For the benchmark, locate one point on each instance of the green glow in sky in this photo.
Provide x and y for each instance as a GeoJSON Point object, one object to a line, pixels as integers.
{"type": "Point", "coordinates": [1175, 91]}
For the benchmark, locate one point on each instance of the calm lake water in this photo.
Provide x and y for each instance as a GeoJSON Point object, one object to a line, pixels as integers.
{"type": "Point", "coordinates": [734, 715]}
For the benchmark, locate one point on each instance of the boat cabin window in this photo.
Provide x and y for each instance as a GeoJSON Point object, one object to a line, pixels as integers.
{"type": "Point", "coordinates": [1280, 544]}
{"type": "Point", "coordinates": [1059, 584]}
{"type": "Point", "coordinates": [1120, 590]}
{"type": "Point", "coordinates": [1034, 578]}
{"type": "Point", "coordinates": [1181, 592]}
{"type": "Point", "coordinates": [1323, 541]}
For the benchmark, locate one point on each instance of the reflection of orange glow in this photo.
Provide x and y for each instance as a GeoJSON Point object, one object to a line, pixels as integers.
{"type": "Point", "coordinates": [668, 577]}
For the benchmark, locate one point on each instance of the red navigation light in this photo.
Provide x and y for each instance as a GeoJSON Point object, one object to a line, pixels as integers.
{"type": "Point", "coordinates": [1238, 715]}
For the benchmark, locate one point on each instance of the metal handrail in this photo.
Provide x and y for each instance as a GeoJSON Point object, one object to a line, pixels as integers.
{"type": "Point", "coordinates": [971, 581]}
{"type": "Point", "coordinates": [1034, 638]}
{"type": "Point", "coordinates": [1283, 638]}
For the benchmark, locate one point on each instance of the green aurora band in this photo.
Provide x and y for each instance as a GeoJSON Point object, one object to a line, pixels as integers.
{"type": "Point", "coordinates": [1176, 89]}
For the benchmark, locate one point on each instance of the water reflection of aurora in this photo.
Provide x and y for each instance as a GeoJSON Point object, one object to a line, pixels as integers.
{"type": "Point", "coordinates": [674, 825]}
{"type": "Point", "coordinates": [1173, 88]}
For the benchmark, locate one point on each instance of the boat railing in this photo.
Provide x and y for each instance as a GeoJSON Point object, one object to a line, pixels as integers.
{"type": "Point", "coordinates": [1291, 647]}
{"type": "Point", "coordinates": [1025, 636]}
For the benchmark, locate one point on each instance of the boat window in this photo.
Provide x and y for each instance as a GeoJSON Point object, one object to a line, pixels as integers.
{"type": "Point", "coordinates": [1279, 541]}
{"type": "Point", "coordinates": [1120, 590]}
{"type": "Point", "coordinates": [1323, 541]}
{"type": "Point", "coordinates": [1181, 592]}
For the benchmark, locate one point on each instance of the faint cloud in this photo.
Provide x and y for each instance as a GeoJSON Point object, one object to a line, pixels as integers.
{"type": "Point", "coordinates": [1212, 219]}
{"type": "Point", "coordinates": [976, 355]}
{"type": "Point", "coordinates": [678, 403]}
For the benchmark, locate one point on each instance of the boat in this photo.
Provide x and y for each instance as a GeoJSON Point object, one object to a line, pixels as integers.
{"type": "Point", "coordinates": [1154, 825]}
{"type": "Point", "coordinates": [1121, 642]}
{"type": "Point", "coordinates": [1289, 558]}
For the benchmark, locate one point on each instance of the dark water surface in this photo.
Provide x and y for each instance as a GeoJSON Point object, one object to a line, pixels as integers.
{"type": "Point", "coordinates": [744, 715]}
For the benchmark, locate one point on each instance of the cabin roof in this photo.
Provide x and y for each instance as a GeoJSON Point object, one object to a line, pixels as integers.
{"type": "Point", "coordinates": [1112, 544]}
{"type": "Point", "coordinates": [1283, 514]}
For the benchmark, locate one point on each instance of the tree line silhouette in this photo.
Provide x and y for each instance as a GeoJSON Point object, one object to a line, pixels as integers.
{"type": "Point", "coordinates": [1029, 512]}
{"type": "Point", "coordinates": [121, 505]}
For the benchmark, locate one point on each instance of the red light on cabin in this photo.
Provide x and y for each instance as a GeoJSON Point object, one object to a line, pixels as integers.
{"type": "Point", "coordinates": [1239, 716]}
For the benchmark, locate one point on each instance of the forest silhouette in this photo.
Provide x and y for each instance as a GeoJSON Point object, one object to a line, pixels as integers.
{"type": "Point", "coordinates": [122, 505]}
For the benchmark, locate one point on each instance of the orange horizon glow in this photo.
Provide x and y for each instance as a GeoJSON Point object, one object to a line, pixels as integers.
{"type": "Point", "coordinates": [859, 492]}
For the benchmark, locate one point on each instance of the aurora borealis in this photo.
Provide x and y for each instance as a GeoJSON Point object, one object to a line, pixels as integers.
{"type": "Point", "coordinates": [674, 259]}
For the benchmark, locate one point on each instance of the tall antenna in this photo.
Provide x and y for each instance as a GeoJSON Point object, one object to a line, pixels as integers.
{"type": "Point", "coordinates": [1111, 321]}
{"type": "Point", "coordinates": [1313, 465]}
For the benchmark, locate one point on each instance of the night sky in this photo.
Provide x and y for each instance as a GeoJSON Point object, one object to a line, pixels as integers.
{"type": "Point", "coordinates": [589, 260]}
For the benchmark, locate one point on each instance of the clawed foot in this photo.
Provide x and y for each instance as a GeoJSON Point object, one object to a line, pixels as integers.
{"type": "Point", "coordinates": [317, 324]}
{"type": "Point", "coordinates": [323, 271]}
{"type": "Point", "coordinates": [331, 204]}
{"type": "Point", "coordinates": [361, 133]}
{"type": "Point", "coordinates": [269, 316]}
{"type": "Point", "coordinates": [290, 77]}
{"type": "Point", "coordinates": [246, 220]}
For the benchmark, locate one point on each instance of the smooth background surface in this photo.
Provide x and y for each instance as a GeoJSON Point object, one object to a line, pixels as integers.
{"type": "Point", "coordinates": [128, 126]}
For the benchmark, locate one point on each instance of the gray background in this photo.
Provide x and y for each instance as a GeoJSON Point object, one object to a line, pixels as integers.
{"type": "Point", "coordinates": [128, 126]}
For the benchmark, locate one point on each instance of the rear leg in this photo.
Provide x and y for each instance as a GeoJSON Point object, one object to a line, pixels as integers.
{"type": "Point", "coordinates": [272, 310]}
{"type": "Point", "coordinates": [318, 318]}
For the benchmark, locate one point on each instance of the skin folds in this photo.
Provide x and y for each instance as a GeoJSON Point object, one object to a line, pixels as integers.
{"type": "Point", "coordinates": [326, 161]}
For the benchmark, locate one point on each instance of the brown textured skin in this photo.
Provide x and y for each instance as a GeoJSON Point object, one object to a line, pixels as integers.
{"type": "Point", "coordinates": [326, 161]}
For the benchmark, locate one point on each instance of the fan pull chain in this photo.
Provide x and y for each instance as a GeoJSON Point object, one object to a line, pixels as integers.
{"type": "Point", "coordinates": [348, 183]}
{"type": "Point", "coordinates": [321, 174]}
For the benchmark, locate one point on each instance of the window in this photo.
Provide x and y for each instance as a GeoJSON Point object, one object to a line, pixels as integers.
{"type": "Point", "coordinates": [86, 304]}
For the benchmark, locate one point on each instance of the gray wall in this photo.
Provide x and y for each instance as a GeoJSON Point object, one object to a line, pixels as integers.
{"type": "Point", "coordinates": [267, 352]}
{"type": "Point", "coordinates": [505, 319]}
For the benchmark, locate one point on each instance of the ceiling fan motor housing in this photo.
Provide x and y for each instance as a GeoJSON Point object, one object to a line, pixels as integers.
====================
**Your goal**
Repeat every entry exactly as written above.

**Full response**
For the benchmark, locate one point on each instance of the green glow in sky in this photo.
Provide x and y for each instance as a GeoJSON Point object, one object to a line, pixels as integers.
{"type": "Point", "coordinates": [1175, 91]}
For the benchmark, locate one point on each instance of the calm lake water in this photo.
Provide x and y for each instance as a GeoJSON Point object, one object to a line, pixels as integers.
{"type": "Point", "coordinates": [734, 715]}
For the benchmark, locate one point on each instance of the boat cabin window in this photo.
Provide x and y for each instance as a GeoJSON Point object, one object to a line, pixels as integers.
{"type": "Point", "coordinates": [1280, 544]}
{"type": "Point", "coordinates": [1059, 584]}
{"type": "Point", "coordinates": [1120, 590]}
{"type": "Point", "coordinates": [1034, 578]}
{"type": "Point", "coordinates": [1181, 592]}
{"type": "Point", "coordinates": [1323, 541]}
For the benchmark, locate one point on each instance of the reflection of orange glow in this photo.
Provide x and y for each instance as a GeoJSON Point object, one object to a line, pixels as integers.
{"type": "Point", "coordinates": [668, 577]}
For the benchmark, locate one point on each instance of the red navigation light in this photo.
Provide x and y for each instance as a GeoJSON Point object, one object to a line, pixels as integers.
{"type": "Point", "coordinates": [1238, 715]}
For the benchmark, locate one point on each instance of the metal handrail in this photo.
Provide x and y for each instance as a GeoJSON Point object, one object to a line, pixels as integers.
{"type": "Point", "coordinates": [971, 581]}
{"type": "Point", "coordinates": [1034, 638]}
{"type": "Point", "coordinates": [1283, 638]}
For the benchmark, locate one point on each instance of the green aurora band in this photo.
Provide x and y for each instance as a GeoJSON Point object, one object to a line, pixels as integers.
{"type": "Point", "coordinates": [1176, 89]}
For the benchmark, locate one point on each instance of the water reflection of aurora in this photo.
Provide x and y for each instance as a GeoJSON Point object, one object to a line, pixels as integers.
{"type": "Point", "coordinates": [674, 825]}
{"type": "Point", "coordinates": [1173, 88]}
For the benchmark, locate one point on each instance of the boat railing in this photo.
Provide x and y for each instance as a GeoJSON Point object, one object to a line, pixels as integers.
{"type": "Point", "coordinates": [1291, 647]}
{"type": "Point", "coordinates": [1025, 636]}
For the benchmark, locate one point on each instance of the boat window in this photo.
Provide x and y for each instance as a GeoJSON Point object, one object to a line, pixels as integers.
{"type": "Point", "coordinates": [1279, 541]}
{"type": "Point", "coordinates": [1120, 590]}
{"type": "Point", "coordinates": [1323, 541]}
{"type": "Point", "coordinates": [1181, 592]}
For the benchmark, locate one point on each instance of the faint cloud in this photo.
Provide x and y for each instance as a GeoJSON Point object, one object to a line, pixels as integers.
{"type": "Point", "coordinates": [1212, 219]}
{"type": "Point", "coordinates": [976, 355]}
{"type": "Point", "coordinates": [678, 403]}
For the benchmark, locate one point on each instance of the boat in this photo.
Provide x and y for each instance as a GeoJSON Point object, one object to a line, pixels as integers.
{"type": "Point", "coordinates": [1154, 825]}
{"type": "Point", "coordinates": [1121, 642]}
{"type": "Point", "coordinates": [1289, 558]}
For the benchmark, locate one point on each instance of the dark water surface in this photo.
Provide x and y for each instance as a GeoJSON Point object, one object to a line, pixels as integers.
{"type": "Point", "coordinates": [744, 715]}
For the benchmark, locate one point on each instance of the cabin roof in this photo.
Provide x and y for each instance as a GeoJSON Point object, one object to a line, pixels as integers.
{"type": "Point", "coordinates": [1112, 544]}
{"type": "Point", "coordinates": [1283, 514]}
For the benchmark, locate one point on each instance of the tree line silhouette in this photo.
Provide x and y for each instance as a GeoJSON Point object, one object to a line, pixels as integers.
{"type": "Point", "coordinates": [1029, 512]}
{"type": "Point", "coordinates": [121, 505]}
For the benchmark, locate one point on each instance of the red light on cabin in this photo.
Provide x and y for each instance as a GeoJSON Point object, one object to a line, pixels as integers.
{"type": "Point", "coordinates": [1239, 716]}
For the benchmark, locate one point on each instance of the forest silhouette in this photo.
Provide x and y for each instance as a GeoJSON Point object, one object to a line, pixels as integers.
{"type": "Point", "coordinates": [122, 505]}
For the benchmark, locate one point on each instance of the orange horizon glow in this photo.
Provide x and y for each instance as a GeoJSON Point object, one object to a line, pixels as integers.
{"type": "Point", "coordinates": [859, 492]}
For the benchmark, locate one point on each instance of the aurora borealis in this photo.
Provide x and y for each instance as a GeoJSON Point object, one object to a line, pixels as integers.
{"type": "Point", "coordinates": [674, 259]}
For the benchmark, locate one point on each instance of the tall antenna in this photo.
Provide x and y for each instance as a GeoJSON Point object, one object to a line, pixels as integers.
{"type": "Point", "coordinates": [1111, 321]}
{"type": "Point", "coordinates": [1313, 465]}
For the benchmark, locate one point on each instance of the night sky in this photo.
Provide x and y for each instance as a GeoJSON Point object, one object to a line, pixels as integers.
{"type": "Point", "coordinates": [589, 260]}
For the benchmark, locate one point on each instance of the clawed foot in this photo.
Provide x and y for each instance as a GeoJSON Point object, one object to a line, pixels as integers.
{"type": "Point", "coordinates": [317, 324]}
{"type": "Point", "coordinates": [323, 271]}
{"type": "Point", "coordinates": [331, 204]}
{"type": "Point", "coordinates": [361, 133]}
{"type": "Point", "coordinates": [269, 316]}
{"type": "Point", "coordinates": [290, 77]}
{"type": "Point", "coordinates": [246, 220]}
For the benchmark, locate one point on each instance of the smooth background surface in this photo.
Provide x and y for each instance as a GeoJSON Point object, one object to a line, pixels as integers.
{"type": "Point", "coordinates": [128, 126]}
For the benchmark, locate one point on each instance of the gray background in this photo.
Provide x and y for each instance as a GeoJSON Point object, one object to a line, pixels as integers.
{"type": "Point", "coordinates": [128, 126]}
For the benchmark, locate one point on each instance of the rear leg in this photo.
Provide x and y for each instance as a GeoJSON Point object, one object to a line, pixels as integers.
{"type": "Point", "coordinates": [272, 310]}
{"type": "Point", "coordinates": [318, 318]}
For the benchmark, locate one point on each instance of the skin folds in this photo.
Provide x and y for each instance as a GeoJSON Point object, one object to a line, pixels as integers.
{"type": "Point", "coordinates": [326, 161]}
For the benchmark, locate one point on each instance of the brown textured skin in this photo.
Provide x and y for each instance as a GeoJSON Point object, one object to a line, pixels as integers.
{"type": "Point", "coordinates": [326, 161]}
For the benchmark, locate one point on each instance of the fan pull chain in this photo.
Provide x and y for each instance as a GeoJSON Point object, one object to a line, pixels as integers.
{"type": "Point", "coordinates": [348, 183]}
{"type": "Point", "coordinates": [321, 174]}
For the benchmark, locate one point on each instance of the window in this photo.
Provide x and y for each instance as a GeoJSON Point object, one object to a line, pixels as integers.
{"type": "Point", "coordinates": [86, 304]}
For the benchmark, locate one point on each instance of the gray wall in this photo.
Provide x and y for each instance as a GeoJSON Point object, one object to a line, pixels as integers.
{"type": "Point", "coordinates": [267, 352]}
{"type": "Point", "coordinates": [505, 319]}
For the benchmark, locate one point on each instance of the ceiling fan motor housing in this photo.
Provide x and y for each instance as a GeoJSON Point object, one object to a line, pixels as integers.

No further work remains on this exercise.